## What to work on
Could you set out all the rows below as a numbered list, leaving out any blank lines?
----
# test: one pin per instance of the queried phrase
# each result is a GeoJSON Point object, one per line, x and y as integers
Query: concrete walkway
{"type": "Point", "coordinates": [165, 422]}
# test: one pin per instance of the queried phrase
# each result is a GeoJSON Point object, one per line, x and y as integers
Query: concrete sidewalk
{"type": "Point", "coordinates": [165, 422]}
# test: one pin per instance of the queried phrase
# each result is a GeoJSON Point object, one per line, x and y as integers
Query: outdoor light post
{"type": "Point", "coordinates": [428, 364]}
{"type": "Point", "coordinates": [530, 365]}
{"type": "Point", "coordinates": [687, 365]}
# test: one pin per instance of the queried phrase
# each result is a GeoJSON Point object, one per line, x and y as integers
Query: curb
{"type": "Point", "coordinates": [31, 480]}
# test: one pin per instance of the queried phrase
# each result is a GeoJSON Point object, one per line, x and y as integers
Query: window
----
## Answer to the exercise
1. # test: one pin per instance of the queried phrase
2. # each result is a GeoJSON Point object, one per line, x and y as integers
3. Query: concrete walkway
4. {"type": "Point", "coordinates": [165, 422]}
5. # test: one pin per instance of the queried phrase
6. # each result is a GeoJSON Point object, one per line, x and y as integers
7. Query: concrete sidewalk
8. {"type": "Point", "coordinates": [165, 422]}
9. # test: one pin per instance of the queried phrase
10. # each result is a GeoJSON Point object, one per line, x and y as integers
11. Query: outdoor light post
12. {"type": "Point", "coordinates": [428, 364]}
13. {"type": "Point", "coordinates": [530, 365]}
14. {"type": "Point", "coordinates": [687, 365]}
15. # test: one pin per instance of the queried phrase
16. # each result is a GeoJSON Point object, one per line, x and y as integers
17. Query: curb
18. {"type": "Point", "coordinates": [31, 480]}
19. # test: one pin per instance of the queried phrase
20. # each result is a GeoJSON Point object, one per line, x and y as integers
21. Query: window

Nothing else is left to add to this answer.